Requisitos do exercício:
1 - Na homilia, a presença dos membros da Associação "deseja ser afirmação" de várias coisas. Enumere todas elas.
2 - De acordo com a homilia, quantos anos de existência a Associação Italiana de Santa Cecília acabava de completar?
3 - Dê a continuação da homilia de João Paulo II, começando após a última frase apresentada.

Fonte:
:::

HOMILIA DO PAPA JOÃO PAULO II

Basílica Vaticana
Domingo, 21 de Setembro de 1980

 

"Louvai, servos do Senhor, / louvai o nome do Senhor. / Bendito seja / o nome do Senhor para sempre (Sl 112 [113], 1 s.).

1. Estas palavras do Salmo responsorial da hodierna liturgia do domingo adaptam-se perfeitamente aos vossos sentimentos, caros Irmãos e Irmãs da "Associação Italiana de Santa Cecília", que aos milhares vos reunistes em Roma, no centro da catolicidade, sobre o venerável túmulo do Príncipe dos Apóstolos, para louvar e bendizer o nome do Senhor com a sugestividade harmoniosa do vosso canto, que nesta admirável Basílica se eleva como adorante oração a Deus.

Quisestes celebrar, de maneira solene e significativa, uma data fundamental para a vida da vossa Associação, que precisamente nestes dias completou os seus cem anos de existência. Data que manifesta não já velhice ou atrofia deste organismo, mas pelo contrário lhe põe em evidência a surpreendente vitalidade, de que é alegre garantia a vossa presença. Presença que deseja ser afirmação de vida, de gozo, de esperança, de fé cristã, e também proclamação de confiança e de amor à música "sacra", a que dedicastes, e continuais a dedicar, uma parte, talvez a melhor, a mais entusiasta, do vosso tempo, dos vossos interesses e das vossas energias.

:::

Dados fornecidos:
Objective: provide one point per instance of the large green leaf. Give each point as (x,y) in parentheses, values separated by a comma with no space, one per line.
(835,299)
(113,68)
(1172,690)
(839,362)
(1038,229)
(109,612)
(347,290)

:::

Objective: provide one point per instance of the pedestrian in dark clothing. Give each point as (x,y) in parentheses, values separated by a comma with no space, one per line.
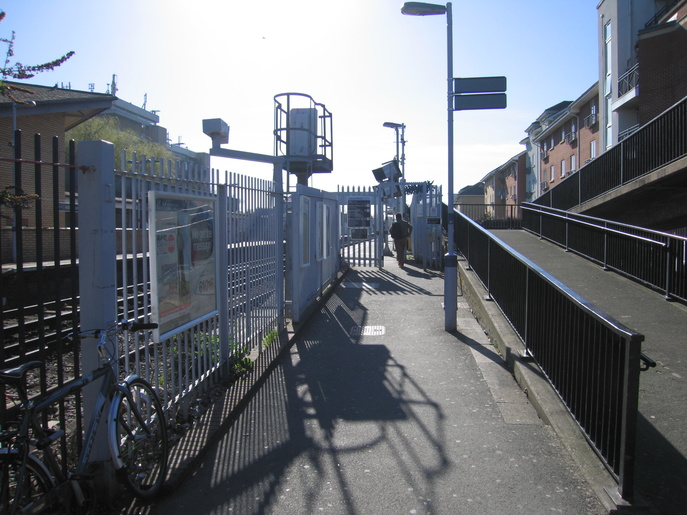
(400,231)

:::

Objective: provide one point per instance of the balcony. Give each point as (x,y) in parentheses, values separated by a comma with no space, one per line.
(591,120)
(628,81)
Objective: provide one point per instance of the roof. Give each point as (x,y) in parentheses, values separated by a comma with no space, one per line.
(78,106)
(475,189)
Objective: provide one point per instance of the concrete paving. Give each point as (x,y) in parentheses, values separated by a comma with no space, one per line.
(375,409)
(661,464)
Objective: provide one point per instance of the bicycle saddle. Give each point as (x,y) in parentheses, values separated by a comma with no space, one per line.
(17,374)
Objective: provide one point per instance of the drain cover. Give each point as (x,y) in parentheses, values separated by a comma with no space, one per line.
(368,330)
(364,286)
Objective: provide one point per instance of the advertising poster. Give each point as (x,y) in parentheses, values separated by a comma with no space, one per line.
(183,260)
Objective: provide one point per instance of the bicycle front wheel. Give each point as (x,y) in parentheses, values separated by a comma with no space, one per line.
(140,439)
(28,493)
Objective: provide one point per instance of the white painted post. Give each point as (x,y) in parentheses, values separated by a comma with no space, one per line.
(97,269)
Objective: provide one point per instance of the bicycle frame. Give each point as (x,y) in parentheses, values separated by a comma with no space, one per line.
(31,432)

:::

Respostas das tarefas:
1 - Vida, gozo, esperança e fé cristã.

2 - Cem anos.

3 -
No longíquo 4 de Setembro de 1880 reunia-se em Milão o primeiro Congresso Nacional Ceciliano: nascia assim a vossa Associação, que pretendia reunir, a serviço do Episcopado Italiano, todos os que tinham a peito a música "sacra". Mas, nas datas, poderemos ir ainda mais atrás: a verdadeira origem da "Associação Italiana de Santa Cecília" poderemos fazê-la remontar a 1584, quando em Roma foi instituída a "Congregação de Santa Cecília", aprovada por Sisto V em 1585. Também o grande Giovanni Pier Luigi de Palestrina fez parte, dessa Congregação, que perdurou até ao século XVIII. No século XIX retomou vida, dividindo-se em dois ramos, para a música "profana" com o nome de "Academia Estatal de Santa Cecilia"; e para a música "sacra" com o nome de "Associação Italiana de Santa Cecília". O afecto e a estima que os meus Predecessores, em particular São Pio X e Paulo VI, tiveram pela vossa Associação são bem conhecidos; como é também sabido que ela teve entre os seus membros os mais qualificados compositores, Maestros, Directores das Catedrais e das Igrejas da Itália.

2. Vós, caríssimos Irmãos e Irmãs, tendes orgulho de pertencer a uma Associação, que tem como fim principal promover a autêntica música "sacra"; com isto mesmo inseris-vos conscientemente em toda a plurissecular tradição da Igreja, que, ao prestar culto à Trindade Santíssima, se serviu da música e do canto para exprimir os mais profundos sentimentos religiosos do cristão: a adoração, a acção de graças, a súplica, a impetração, a dor e o entusiasmo espiritual. Por isso, o Concílio Vaticano II pôde afirmar que o "canto sacro, unido às palavras, é parte necessária e integrante da Liturgia solene", e que "a Música sacra será tanto mais santa quanto mais estreitamente estiver unida à acção litúrgica, quer exprimindo docemente a oração e favorecendo a unanimidade, quer enriquecendo com maior solenidade os ritos sagrados" (Sacrosanctum Concilium, 112).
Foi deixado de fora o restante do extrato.